--- STUDY MATERIAL Enclosed Below ---
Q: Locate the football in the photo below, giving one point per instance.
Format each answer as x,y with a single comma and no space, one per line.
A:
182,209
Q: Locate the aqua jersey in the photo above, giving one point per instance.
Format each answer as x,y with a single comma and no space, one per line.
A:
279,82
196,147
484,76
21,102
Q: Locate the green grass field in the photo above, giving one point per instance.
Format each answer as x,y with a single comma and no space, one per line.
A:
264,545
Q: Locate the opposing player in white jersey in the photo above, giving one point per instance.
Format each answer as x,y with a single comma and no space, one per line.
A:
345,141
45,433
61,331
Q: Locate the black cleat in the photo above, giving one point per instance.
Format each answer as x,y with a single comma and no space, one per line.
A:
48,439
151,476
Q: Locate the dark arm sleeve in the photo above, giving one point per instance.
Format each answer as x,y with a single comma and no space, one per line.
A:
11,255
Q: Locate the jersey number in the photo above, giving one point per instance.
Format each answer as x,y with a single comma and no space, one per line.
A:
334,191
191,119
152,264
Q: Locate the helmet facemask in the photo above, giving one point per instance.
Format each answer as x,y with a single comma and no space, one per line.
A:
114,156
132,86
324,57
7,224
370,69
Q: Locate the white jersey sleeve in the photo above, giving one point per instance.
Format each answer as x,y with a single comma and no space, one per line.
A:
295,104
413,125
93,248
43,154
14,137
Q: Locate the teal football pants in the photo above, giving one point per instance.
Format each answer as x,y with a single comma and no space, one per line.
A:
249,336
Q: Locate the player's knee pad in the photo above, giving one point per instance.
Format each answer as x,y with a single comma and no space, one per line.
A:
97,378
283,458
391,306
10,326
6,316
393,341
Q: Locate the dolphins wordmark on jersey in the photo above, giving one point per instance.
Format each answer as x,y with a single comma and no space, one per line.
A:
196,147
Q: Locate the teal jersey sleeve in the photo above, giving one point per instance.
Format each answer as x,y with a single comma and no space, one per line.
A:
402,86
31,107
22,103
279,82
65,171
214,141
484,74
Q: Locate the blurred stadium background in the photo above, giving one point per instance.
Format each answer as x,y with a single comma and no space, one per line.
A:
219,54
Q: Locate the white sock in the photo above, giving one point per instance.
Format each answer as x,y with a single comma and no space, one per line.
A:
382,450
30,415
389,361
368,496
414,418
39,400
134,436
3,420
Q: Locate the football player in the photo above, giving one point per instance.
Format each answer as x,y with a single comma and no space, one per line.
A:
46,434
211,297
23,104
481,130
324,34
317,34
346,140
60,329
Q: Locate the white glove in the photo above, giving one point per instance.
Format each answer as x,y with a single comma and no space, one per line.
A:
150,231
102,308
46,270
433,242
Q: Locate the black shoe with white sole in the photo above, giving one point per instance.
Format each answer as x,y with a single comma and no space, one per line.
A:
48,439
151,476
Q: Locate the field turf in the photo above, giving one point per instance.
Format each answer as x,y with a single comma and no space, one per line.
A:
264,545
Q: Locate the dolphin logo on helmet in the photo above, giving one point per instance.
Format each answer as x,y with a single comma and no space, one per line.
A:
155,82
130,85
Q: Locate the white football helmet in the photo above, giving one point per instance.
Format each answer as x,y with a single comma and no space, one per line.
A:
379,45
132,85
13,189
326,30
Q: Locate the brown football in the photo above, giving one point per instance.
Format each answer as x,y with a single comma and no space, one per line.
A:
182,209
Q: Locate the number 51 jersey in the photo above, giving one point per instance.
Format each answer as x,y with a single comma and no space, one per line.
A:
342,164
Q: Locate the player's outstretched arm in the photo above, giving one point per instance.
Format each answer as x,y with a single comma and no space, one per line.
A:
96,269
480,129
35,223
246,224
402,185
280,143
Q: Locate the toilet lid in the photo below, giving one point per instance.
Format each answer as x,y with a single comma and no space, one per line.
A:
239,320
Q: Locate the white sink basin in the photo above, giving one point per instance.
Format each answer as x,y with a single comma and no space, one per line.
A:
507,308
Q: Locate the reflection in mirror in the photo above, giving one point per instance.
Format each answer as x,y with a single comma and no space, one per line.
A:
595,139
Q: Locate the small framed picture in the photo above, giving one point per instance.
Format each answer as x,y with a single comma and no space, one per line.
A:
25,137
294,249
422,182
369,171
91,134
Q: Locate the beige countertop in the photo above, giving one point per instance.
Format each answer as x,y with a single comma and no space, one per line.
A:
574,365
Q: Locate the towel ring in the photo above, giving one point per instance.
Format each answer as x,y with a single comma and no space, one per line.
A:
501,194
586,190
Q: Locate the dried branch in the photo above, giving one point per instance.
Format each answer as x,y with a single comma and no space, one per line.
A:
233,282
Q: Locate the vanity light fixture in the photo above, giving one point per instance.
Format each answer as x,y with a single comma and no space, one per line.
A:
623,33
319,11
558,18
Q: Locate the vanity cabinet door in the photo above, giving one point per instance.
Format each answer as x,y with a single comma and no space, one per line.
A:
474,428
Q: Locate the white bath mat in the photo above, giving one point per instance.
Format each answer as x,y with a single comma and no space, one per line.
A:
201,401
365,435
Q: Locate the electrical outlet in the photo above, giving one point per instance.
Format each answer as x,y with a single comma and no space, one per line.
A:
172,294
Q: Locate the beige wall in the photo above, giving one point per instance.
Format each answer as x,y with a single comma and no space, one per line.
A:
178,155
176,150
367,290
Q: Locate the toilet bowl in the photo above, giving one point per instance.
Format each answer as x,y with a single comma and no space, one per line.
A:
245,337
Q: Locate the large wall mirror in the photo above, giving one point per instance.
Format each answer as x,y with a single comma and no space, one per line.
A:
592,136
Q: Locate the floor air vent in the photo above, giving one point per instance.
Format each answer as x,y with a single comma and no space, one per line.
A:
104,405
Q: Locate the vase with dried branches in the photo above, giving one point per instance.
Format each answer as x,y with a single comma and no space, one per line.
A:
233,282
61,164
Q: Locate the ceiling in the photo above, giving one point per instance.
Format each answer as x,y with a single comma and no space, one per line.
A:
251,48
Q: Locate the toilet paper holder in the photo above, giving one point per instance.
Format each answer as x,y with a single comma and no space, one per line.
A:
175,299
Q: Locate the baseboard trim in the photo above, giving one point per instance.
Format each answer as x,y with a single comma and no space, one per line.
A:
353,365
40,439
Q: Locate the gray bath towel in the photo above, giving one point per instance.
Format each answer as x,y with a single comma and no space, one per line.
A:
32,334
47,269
--- End of Enclosed STUDY MATERIAL ---
*WHAT THE EXERCISE ASKS*. Every record above is to be restated exactly as it reads.

*ANSWER SECTION*.
Q: Locate the football in the photo below, giving one point per instance.
Format each answer as x,y with a single comma and no space, one per line.
A:
182,209
Q: Locate the aqua jersey in the photo above, giving one point per instance.
Format each answer as x,y with a single comma and no space, one per line.
A:
279,82
196,147
484,76
21,102
Q: Locate the green grass field in the photo above, giving one point per instance.
Format each answer as x,y with a single comma and no space, one per line.
A:
264,545
Q: Locate the opposing player in white jersey in the photo above, giving one point per instance.
Format each answer as x,y with a single comma and no space, one per line.
A:
345,141
45,433
61,331
Q: Locate the black cleat in the photo above, giving one point per instance.
Format each answer as x,y with a single comma and no space, one per line.
A:
48,439
151,476
Q: Locate the dark arm sleeve in the photo above, giving one point per instance.
Format each answer as x,y with a single comma and no space, one per line.
A:
11,255
Q: Locate the jersey number in the photo above, giving one point per instance.
Format each answer as x,y with a single comma and no space, one per line.
A:
334,191
191,119
152,264
Q: Locate the helmet facemask in the photo above, giving one point per instance.
Format each answer as x,y with a single comma and no space, one per line.
A:
114,156
132,86
324,57
7,224
370,69
Q: Locate the white jersey sleeve in the photo above, giving one point per instance.
Format each answer as x,y with a single comma and no space, one per line.
A:
295,104
413,125
93,248
43,154
14,137
Q: Locate the teal football pants in the photo above, giving one point per instance.
Format each answer as x,y with a single comma and no space, one per line.
A:
249,336
Q: Locate the player's knee pad in the photo above, giving one point per instance.
Format each answer as x,y with a single comma and no space, one per line.
A:
97,378
283,458
391,306
10,326
6,316
393,341
Q: Locate the dolphins wordmark on jersey in the photo above, giving one point per instance.
Format each answer as x,y with a single comma and no space, one per line.
A:
196,147
Q: Locate the teal jersey sleeve in the photo above, giving one point per instance.
Format each answer as x,y with a single comma and no space, one per line.
A:
402,86
31,107
22,103
279,82
65,171
214,141
484,74
Q: Locate the blurred stadium background in the photo above, giving one point per instance.
Format each answer as x,y with a single comma and no space, one per line.
A:
219,54
Q: Locate the white sock in the photo above, giving one point per instance.
Format each answer as x,y with a single comma and no space, one per line.
A:
382,450
30,415
389,361
368,496
414,418
39,400
134,436
3,420
Q: Locate the football player in the photo above, giving one point per instance.
Format each answer as x,y with a single comma and no space, one per line.
A:
46,434
211,297
23,104
481,130
324,34
317,34
346,140
60,329
Q: Locate the white glove in the photo above, giving one point per instance.
Format each answer as x,y with a single comma and no space, one per line.
A:
150,231
102,308
46,270
433,242
Q: Locate the black shoe with white sole in the photo above, giving one point per instance.
Format each answer as x,y with a single comma and no space, one per line.
A:
48,439
151,476
Q: Locate the field turf in the photo above, giving one point per instance.
Format each answer as x,y with a single comma and no space, one per line.
A:
264,545
Q: Locate the dolphin logo on helmet in the photo above, giving one point per instance.
Format each answer as x,y with a single comma and no space, one per line.
A:
155,82
130,85
Q: Locate the white football helmet in the photo above, giving one point per instance.
Format each answer as x,y with a single comma and no space, one per line.
A:
379,45
132,85
13,189
326,30
Q: Locate the brown football in the photo above, giving one point per instance.
Format each answer as x,y with a single comma and no space, one per line.
A:
182,209
Q: Locate the number 51 jersey in the photo above, giving one point per instance.
Format each answer as x,y with a single comma and no space, one per line.
A:
342,164
Q: Locate the player's outstretched arm in the photo above, giving one point per instance.
Format each answer as x,y with a single comma and no space, one per line.
A:
96,269
480,129
35,223
246,224
402,185
280,143
Q: Locate the toilet lid in the photo below, giving one point per instance.
Format each answer as x,y with a single comma and no space, one per line.
A:
239,320
Q: Locate the white sink basin in the photo above, giving one point per instance.
Format each answer as x,y with a single comma and no space, one per line.
A:
507,308
Q: Locate the reflection in mirror in the photo above, giving one point per instance.
Format each answer as x,y with a single comma and no space, one per line.
A:
595,139
Q: Locate the small framed picture in the photo above, giving one point per instance.
Format each answer as x,y with a single comma and no space, one per line.
A:
25,137
294,249
422,182
369,171
91,134
Q: Locate the beige countertop in the photo above, giving one point per instance.
Format each answer as x,y with a single comma and no space, one per line.
A:
574,365
Q: Locate the towel ring in the photo above, giving one point per instance.
Format each answer as x,y with a single comma and no space, one per line.
A:
501,194
586,190
Q: Locate the dried branch in the photo above, giving one point per instance.
Format each answer as x,y with a single comma and no space, one per line.
A:
233,282
Q: Locate the vanity light fixture in the photo above, giving one point per instance.
Format each answer as x,y with a single comma and no space, one per line.
A:
623,33
319,11
558,18
Q: Locate the vanity cabinet door in the photo above, giving one point per instance.
Format each answer as x,y with a single comma and no space, one per line.
A:
474,428
Q: Locate the white bath mat in the photo above, giving one point per instance.
Format each answer as x,y with a single comma and no space, one per line.
A:
201,401
365,435
Q: Locate the electrical outlet in the photo above, giving one point per instance.
Format each answer as x,y with a single comma and no space, one per line.
A:
172,294
Q: Locate the beige wall in the photo above, giving one point per instance.
Format each answer as x,y with a single comma and no space, one per line.
A:
178,155
176,150
367,290
Q: Locate the toilet bowl in the photo above, giving one point per instance.
Format each answer as x,y with a single comma and no space, one per line.
A:
245,337
Q: Locate the large wall mirror in the photo above, giving one point per instance.
Format each answer as x,y with a single comma and no space, one per line.
A:
592,136
Q: Locate the floor air vent in the photo above, giving one point per instance.
Format each answer as x,y with a single comma and no space, one per line.
A:
104,405
Q: Locate the vase with dried branches in the photo above, giving one point per instance.
Format each answer as x,y with a single comma and no space, one per line.
A:
233,282
61,164
Q: Locate the ceiling in the photo above, giving one point per instance.
Format each answer as x,y with a single comma and no space, one per line.
A:
251,48
Q: Locate the toilet paper holder in the photo above, giving one point per instance.
Format each answer as x,y with a single comma and no space, one per line.
A:
175,299
Q: Locate the baseboard trim in the photo above, giving one point per instance.
Format each answer as x,y with a single comma and no space, one per line.
A:
353,365
40,439
Q: Locate the gray bath towel in the photo above, giving one point per instance.
Format each answer as x,y with a single comma and no space, one per line.
A:
32,334
47,269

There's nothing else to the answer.